An exact, complete copy of the data that follows is needed.
══════
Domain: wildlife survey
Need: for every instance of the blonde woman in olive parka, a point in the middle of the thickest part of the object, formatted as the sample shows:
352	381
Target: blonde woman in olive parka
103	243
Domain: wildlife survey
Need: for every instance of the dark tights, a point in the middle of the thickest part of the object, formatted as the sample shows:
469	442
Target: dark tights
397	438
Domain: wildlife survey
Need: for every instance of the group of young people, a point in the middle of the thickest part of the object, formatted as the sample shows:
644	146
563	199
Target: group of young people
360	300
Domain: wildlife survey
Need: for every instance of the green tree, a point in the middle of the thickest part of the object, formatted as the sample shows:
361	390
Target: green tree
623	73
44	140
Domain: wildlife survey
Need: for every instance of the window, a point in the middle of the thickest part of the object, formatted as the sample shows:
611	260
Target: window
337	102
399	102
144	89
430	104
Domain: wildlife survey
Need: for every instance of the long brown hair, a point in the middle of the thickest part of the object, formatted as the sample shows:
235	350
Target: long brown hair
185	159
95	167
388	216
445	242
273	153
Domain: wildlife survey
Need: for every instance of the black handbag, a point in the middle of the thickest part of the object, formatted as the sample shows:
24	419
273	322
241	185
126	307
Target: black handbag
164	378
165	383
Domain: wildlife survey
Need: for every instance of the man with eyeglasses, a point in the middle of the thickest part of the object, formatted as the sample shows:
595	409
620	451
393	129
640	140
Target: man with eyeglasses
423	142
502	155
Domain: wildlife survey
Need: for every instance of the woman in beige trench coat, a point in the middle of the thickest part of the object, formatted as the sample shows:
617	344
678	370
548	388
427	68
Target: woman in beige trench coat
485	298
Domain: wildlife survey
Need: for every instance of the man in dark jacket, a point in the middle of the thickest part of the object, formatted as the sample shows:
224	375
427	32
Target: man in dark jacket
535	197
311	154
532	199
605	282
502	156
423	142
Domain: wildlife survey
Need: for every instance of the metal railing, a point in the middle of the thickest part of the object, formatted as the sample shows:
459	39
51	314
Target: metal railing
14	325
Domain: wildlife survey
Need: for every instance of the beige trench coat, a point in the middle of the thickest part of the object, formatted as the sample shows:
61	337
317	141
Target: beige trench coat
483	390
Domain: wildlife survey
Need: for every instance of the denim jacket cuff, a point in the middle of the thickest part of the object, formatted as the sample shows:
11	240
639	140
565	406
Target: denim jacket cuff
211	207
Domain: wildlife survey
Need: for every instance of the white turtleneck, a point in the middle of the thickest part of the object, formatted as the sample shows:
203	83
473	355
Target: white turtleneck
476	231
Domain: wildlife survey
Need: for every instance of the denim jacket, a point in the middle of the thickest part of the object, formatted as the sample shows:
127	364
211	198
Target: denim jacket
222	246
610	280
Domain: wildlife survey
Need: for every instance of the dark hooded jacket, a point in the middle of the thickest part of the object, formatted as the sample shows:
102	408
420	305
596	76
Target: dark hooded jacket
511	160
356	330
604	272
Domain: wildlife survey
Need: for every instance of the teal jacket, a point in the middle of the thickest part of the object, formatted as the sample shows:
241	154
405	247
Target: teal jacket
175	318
══════
◆ RESPONSE ◆
Domain: wildlife survey
Need: for every instance of the blonde woman in olive parka, a point in the middle of the thickest part of the object, formatted as the sample shows:
352	381
Target: blonde woman in olive parka
103	243
Domain: wildlife survey
Need: for every instance of the dark tights, a point in the middle of the thickest part of the object, formatted as the sample shows:
469	442
Target: dark tights
397	438
Domain: wildlife survey
Need: for every instance of the group of young people, a point in the middle of the thickest part of the object, formatted as the sample shows:
644	146
563	199
Target: group of young people
360	300
Domain: wildlife survey
Need: for every instance of the green tree, a point in the middle of the thickest part of the object, formatted as the sample shows:
361	390
Target: green tree
623	73
44	140
Domain: wildlife survey
Need: for every instance of the window, a point in the middle of the thickest part of the object, formatted as the sample shows:
611	260
Target: window
337	102
399	102
144	89
430	104
Domain: wildlife survey
Need: for every instance of the long brown hair, a point in the middle of the thickest part of the object, formatted as the sample shows:
235	350
Target: long brown hair
185	159
95	167
388	216
445	242
273	153
Domain: wildlife survey
Need: for every instance of the black handbag, a point in the middle of the thickest part of the object, formatted as the sample shows:
24	419
273	322
241	185
126	307
Target: black handbag
164	378
165	383
Domain: wildlife survey
Need: for every instance of the man with eyeglasses, a point in the middle of the thickest part of the object, formatted as the sample shows:
595	409
620	451
393	129
640	140
Target: man with eyeglasses
423	142
502	155
Domain: wildlife survey
Need: for every instance of the woman in beige trench coat, a point in the middle of the thickest part of the object, formatted as the sample shows:
617	344
678	370
548	388
427	68
Target: woman in beige trench coat
485	298
Domain: wildlife survey
Need: for every instance of the man in dark jacket, a point in the middle of the thickest part of the object, formatted as the sample shows:
224	375
427	32
Target: man in dark jacket
535	197
311	154
532	199
605	282
502	156
423	142
Domain: wildlife survey
Need: for every instance of the metal railing, a point in the middle of the thickest part of the object, formatted as the sample shows:
459	39
51	314
Target: metal railing
14	325
Domain: wildlife survey
Need: for every instance of the beige trench coat, a point in the middle of the thickest part of the object, formatted as the sample shows:
61	337
317	141
Target: beige trench coat
483	390
Domain: wildlife survey
Need: for every instance of the denim jacket cuff, a point in the middle of the thickest part of the object, formatted as the sample shows:
11	240
639	140
565	406
Target: denim jacket cuff
211	207
Domain: wildlife survey
Need: for every instance of the white turtleneck, a point in the middle of the thickest part of the object, formatted as the sample shows:
203	83
473	355
Target: white turtleneck
476	231
Domain: wildlife survey
Need: for every instance of the denim jacket, a point in the middle of the thickest part of the object, formatted as the sample shows:
127	364
211	198
Target: denim jacket
222	246
610	280
Domain: wildlife survey
Need: for every instance of the dark hooded jacket, a point in the middle of the thickest part of the object, formatted as the sample shows:
102	408
420	305
596	76
Target: dark hooded jacket
511	160
356	330
604	272
Domain: wildlife survey
Need: for every instance of the teal jacket, a point in the middle of the thickest part of the object, formatted as the sample shows:
241	154
405	247
Target: teal jacket
175	318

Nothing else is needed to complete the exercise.